Directions for this task: Rewrite the items below, replacing "scouting database" with "field catalog" wherever it appears and keeping everything else the same. Leave the pictures out of your answer.

[Stored data entries]
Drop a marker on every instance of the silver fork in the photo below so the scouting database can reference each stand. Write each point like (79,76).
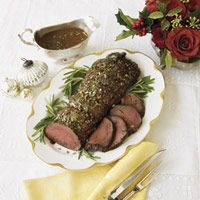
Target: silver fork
(154,161)
(143,183)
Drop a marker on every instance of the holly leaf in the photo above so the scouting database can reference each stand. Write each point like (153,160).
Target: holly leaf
(165,24)
(144,14)
(195,59)
(156,15)
(174,11)
(168,59)
(195,13)
(125,34)
(163,53)
(148,24)
(161,6)
(124,20)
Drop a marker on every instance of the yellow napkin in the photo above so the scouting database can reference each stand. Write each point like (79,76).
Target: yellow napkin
(95,183)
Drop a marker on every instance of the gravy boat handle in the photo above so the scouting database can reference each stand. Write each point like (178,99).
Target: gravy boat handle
(21,37)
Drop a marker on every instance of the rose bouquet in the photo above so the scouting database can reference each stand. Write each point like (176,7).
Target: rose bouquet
(174,26)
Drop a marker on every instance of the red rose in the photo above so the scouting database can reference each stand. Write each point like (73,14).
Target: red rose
(176,3)
(159,37)
(184,43)
(192,5)
(151,5)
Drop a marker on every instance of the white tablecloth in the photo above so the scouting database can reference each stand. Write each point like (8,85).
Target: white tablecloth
(177,129)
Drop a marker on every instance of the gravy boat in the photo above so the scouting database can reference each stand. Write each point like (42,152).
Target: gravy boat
(88,24)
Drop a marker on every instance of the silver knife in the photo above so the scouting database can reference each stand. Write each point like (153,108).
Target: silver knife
(126,183)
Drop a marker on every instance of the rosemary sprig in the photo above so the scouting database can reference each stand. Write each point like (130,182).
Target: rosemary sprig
(142,87)
(52,108)
(73,79)
(87,154)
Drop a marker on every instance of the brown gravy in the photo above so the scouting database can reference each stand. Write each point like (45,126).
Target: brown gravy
(63,38)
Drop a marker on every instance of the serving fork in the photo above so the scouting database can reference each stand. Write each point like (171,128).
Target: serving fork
(151,165)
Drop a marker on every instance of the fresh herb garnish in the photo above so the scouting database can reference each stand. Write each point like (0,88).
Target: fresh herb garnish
(87,154)
(52,108)
(73,79)
(142,87)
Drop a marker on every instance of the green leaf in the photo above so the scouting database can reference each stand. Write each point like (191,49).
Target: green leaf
(144,14)
(165,24)
(148,24)
(168,59)
(125,34)
(174,11)
(163,53)
(161,6)
(156,15)
(123,19)
(142,87)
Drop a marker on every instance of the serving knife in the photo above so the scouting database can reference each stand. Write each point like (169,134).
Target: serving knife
(153,160)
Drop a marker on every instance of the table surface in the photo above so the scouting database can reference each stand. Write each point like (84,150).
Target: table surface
(177,129)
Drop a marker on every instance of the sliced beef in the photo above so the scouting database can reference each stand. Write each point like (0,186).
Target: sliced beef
(130,115)
(102,137)
(135,101)
(121,131)
(63,135)
(105,83)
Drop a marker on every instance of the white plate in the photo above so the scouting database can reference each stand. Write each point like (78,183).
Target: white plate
(60,156)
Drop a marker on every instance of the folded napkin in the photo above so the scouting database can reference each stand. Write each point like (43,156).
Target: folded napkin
(95,183)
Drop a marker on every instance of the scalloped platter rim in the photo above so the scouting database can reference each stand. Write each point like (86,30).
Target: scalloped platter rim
(57,155)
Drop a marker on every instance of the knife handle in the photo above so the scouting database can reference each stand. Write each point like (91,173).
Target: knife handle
(130,194)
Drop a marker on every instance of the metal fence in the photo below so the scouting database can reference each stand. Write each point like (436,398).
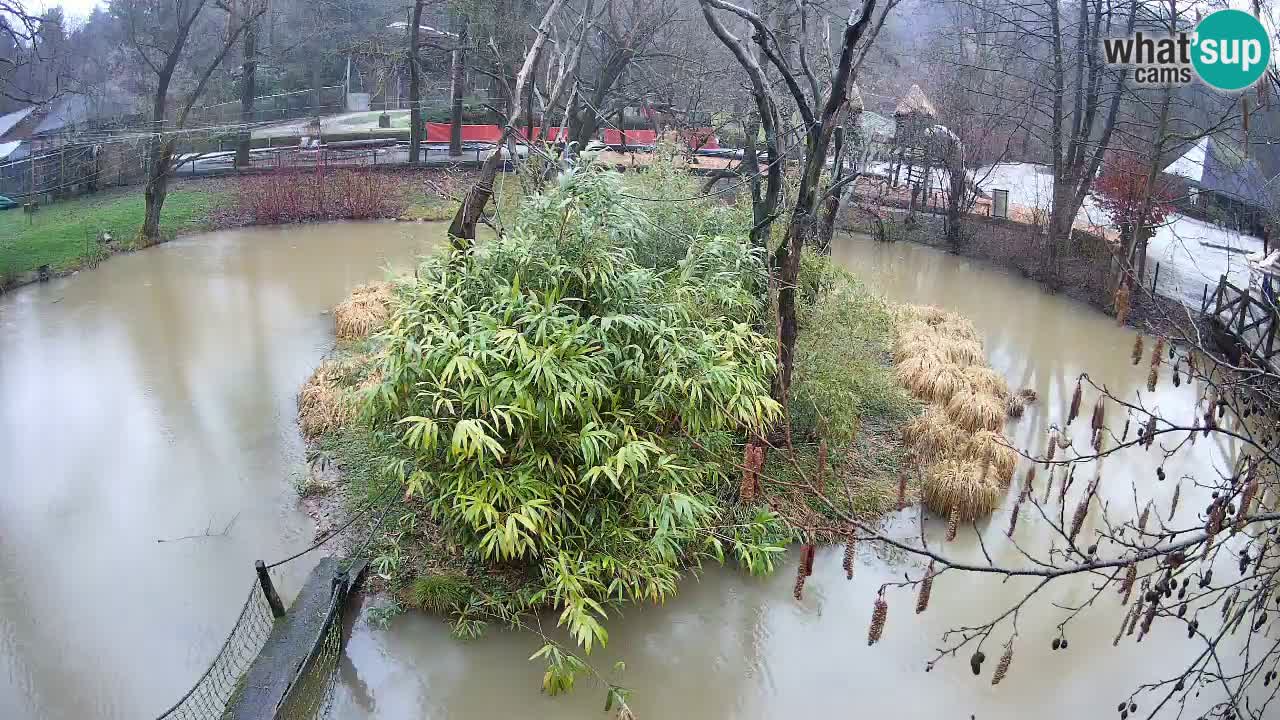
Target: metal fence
(273,108)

Answer for this exercise:
Drop a marker on every instance of the silver fork in the photo below so the field catalog can reference each stand. Write each point like (79,76).
Target: silver fork
(154,161)
(143,183)
Drop a marker on every instance of the holly leaf in the photo above so the field catalog can reference each stand. Write each point like (153,160).
Target: holly leaf
(165,24)
(144,14)
(195,59)
(156,15)
(174,11)
(168,59)
(195,13)
(125,34)
(163,53)
(148,24)
(161,6)
(124,20)
Drop a marker on every instance of the yellow napkin in the photo above so the field catalog can reference each stand. Write each point like (79,76).
Target: yellow napkin
(95,183)
Drop a marker on every instance of the gravy boat handle in the photo above so the field catalog can reference each stand. Write each point like (178,99).
Target: gravy boat handle
(21,37)
Drop a marker on every instance of the rose bouquet in the photo above so the field catalog can reference each stand. Write each point like (176,7).
Target: rose bouquet
(174,26)
Drop a marker on every instance of the red rose in the photo above so the field catalog can reference each stand. Write each point like (73,14).
Target: red rose
(176,3)
(159,37)
(184,43)
(192,5)
(151,5)
Drop a marker on every instance of the white tablecloth in the photo above so the field catalog can reference each stand. Write each point like (8,85).
Target: white tablecloth
(177,129)
Drop a marker on every instance of the gravy boat in the photo above so the field catalog can reference each stand. Write each point like (42,152).
Target: gravy boat
(88,24)
Drop a marker on every instance of the silver knife in the photo above so the field catalog can reference each stand. Write each point like (153,108).
Target: silver knife
(126,183)
Drop a marker on every instance of the rosemary sprig in the photo above so the field catalog can reference each stand. Write each point like (130,182).
Target: rosemary sprig
(142,87)
(52,108)
(73,79)
(87,154)
Drop a marker on every instance of the brown gravy in the photo above so the field catalog can reference each stand. Write each point like (45,126).
Target: brown gravy
(63,38)
Drop a marker on every instance of the serving fork in the photo above so the field catalog can reference each stand. Write each point like (171,128).
Target: serving fork
(151,165)
Drop a marker on every instance of the fresh herb garnish in the photo above so the field catalog can reference each stand. Write each point like (0,88).
Target: fresh herb garnish
(87,154)
(52,108)
(73,79)
(142,87)
Drop a marker on every instance of the green leaf in the photo above so the field catalog can reference each stand. Write each point like (191,49).
Target: green leaf
(144,14)
(165,24)
(148,24)
(168,59)
(125,34)
(174,11)
(163,53)
(161,6)
(156,15)
(123,19)
(142,87)
Drop a marker on every instance of the serving knife in the photo above so the field catalog can reference each stand. Write each point like (169,134).
Target: serving knife
(153,160)
Drop a marker on every instance of the table surface in the photo above so the field catalog can reference each stand. Write each point like (84,150).
Target: table surface
(177,129)
Drop a marker on every instance of the sliced beef in the photo above so the field catalog can reference each stand. Write each point like (0,186).
Target: sliced beef
(130,115)
(102,137)
(135,101)
(121,131)
(63,135)
(105,83)
Drop a marker on every instance of the white plate in the photo above so the field catalog can reference each stand. Write each point like (78,183).
Target: white plate
(60,156)
Drop a marker on every instance of the folded napkin in the photo above so the field catalog can reference each stand. Write each point like (43,156).
Target: folded napkin
(95,183)
Drop a marker on every instance of the scalloped platter rim in the photo above so the field catalog can reference each stand. Write each point like (86,30).
Target: scalloped platter rim
(57,155)
Drop a marker on every instance of the knife handle in the photo above so the field catalog can reference each stand. Write each point like (91,173).
Target: knife handle
(130,194)
Drop a marker on every instance of the metal fence in the photo below so the field catalog can reference each stand. Write each point like (436,398).
Target: metal fence
(273,108)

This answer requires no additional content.